▶ _Text provided_:
============
Based on our experience on the forum, when your doctor says, "CPAP failed to normalize disordered breathing", but the report goes on to find a bilevel pressure that worked, it means you will fail. We call central apnea events "consistently inconsistent", and it is not surprising to have a period of low or no events for a period of time in any given night. That may be interpreted by a technician as a successful titration, but we rarely find those results are repeatable, or experienced by the user once they are issued a machine and get home. EVERYONE is diagnosed with obstructive sleep apnea, even if that is clearly not the case. The insurance industry controls the behavior, diagnoses and practices of sleep doctors. It is really an exception for them to make a diagnosis of complex or central apnea, even when the evidence is overwhelming.

With all that negativity said, we will help you to get the best results possible, and coach you through the "process" that most people that ultimately get the right machine experience. Keep a positive outlook and understand this is just how it works to get the advanced PAP you need. Ultimately you will need a different diagnosis, but you don't need another test. Your current test should suffice as evidence of your condition. What you may need is a new doctor. To understand all this better, please read our wiki on Justifying Advanced PAP http://www.apneaboard.com/wiki/index.php...P_Machines With a choice between Philips and Resmed, always choose the Resmed. The Resmed Aircurve 10 ASV is what you ultimately want.
============
▶ _Stored data_:

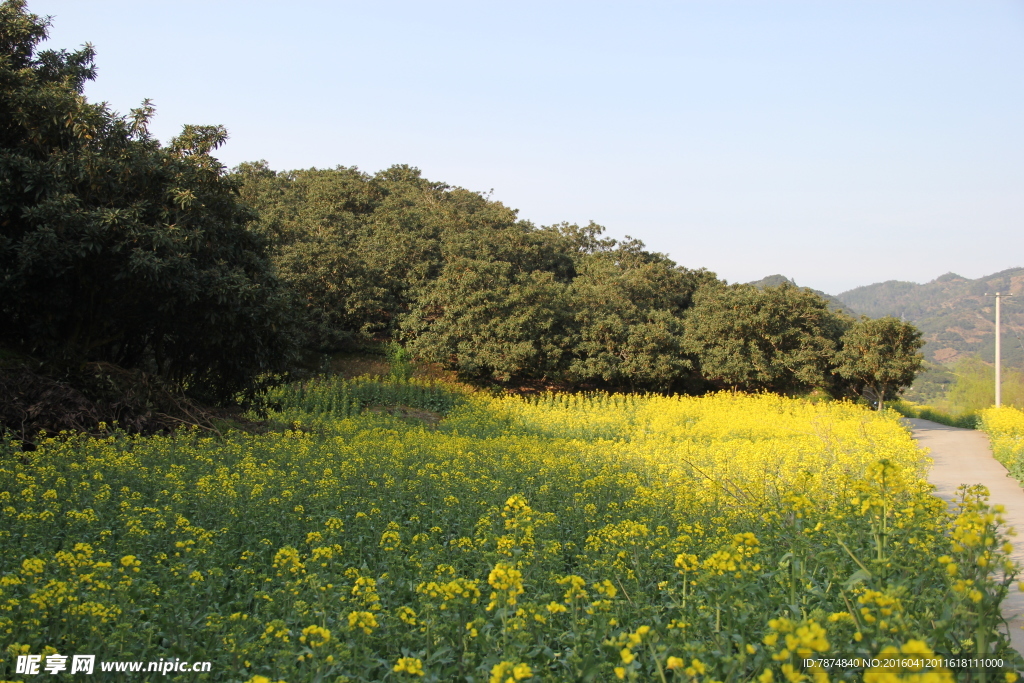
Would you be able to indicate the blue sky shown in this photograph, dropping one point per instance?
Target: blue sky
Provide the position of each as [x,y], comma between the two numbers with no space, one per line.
[838,142]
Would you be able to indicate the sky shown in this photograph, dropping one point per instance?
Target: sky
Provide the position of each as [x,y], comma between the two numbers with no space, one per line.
[838,142]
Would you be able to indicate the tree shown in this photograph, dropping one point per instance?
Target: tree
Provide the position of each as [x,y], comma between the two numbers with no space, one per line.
[629,306]
[487,321]
[881,356]
[118,249]
[778,339]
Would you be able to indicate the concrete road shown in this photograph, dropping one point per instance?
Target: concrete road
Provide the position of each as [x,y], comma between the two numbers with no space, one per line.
[964,456]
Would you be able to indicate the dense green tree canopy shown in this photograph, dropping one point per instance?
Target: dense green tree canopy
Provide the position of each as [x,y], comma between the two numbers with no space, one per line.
[116,248]
[881,356]
[779,339]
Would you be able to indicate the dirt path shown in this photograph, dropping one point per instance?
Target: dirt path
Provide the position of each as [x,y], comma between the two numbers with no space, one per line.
[963,456]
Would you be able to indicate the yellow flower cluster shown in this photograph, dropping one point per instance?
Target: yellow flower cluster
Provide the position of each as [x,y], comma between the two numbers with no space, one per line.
[620,538]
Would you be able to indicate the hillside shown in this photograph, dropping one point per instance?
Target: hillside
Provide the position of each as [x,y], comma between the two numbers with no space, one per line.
[952,311]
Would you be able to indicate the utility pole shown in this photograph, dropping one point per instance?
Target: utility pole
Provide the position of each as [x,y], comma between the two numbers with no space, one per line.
[998,350]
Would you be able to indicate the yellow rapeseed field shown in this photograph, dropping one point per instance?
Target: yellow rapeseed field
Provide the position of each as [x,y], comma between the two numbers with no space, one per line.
[1006,431]
[564,538]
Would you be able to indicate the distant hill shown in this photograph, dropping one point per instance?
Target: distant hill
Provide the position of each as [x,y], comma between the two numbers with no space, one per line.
[776,280]
[952,311]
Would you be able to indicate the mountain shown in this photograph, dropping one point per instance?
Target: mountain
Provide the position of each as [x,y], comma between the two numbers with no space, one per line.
[953,313]
[776,280]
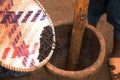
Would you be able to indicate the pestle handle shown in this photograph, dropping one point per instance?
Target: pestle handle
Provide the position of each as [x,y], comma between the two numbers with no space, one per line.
[80,13]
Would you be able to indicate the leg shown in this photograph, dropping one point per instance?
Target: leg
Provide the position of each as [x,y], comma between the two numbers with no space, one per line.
[95,10]
[113,17]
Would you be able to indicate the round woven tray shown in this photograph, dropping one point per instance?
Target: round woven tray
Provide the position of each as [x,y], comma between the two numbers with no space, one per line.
[27,36]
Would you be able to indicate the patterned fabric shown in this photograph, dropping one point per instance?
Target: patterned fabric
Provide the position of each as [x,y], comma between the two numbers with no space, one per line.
[8,73]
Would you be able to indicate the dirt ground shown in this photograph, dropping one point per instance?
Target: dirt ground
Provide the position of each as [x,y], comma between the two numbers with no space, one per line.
[61,12]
============
▶ _Problem set_:
**1)** Name every type of sleep apnea that the sleep apnea text mentions.
**2)** Using the sleep apnea text, decide whether each statement below agrees with it. Answer yes or no for each, and quote the words from the text that decide it.
(a) A new sleep test is needed to get a different diagnosis.
(b) Resmed should be chosen over Philips.
(c) Sleep doctors commonly diagnose central apnea.

▶ _Answers by item_:
**1)** Central apnea, obstructive sleep apnea, and complex apnea.

**2)**
(a) No: "but you don't need another test."
(b) Yes: "With a choice between Philips and Resmed, always choose the Resmed."
(c) No: "It is really an exception for them to make a diagnosis of complex or central apnea"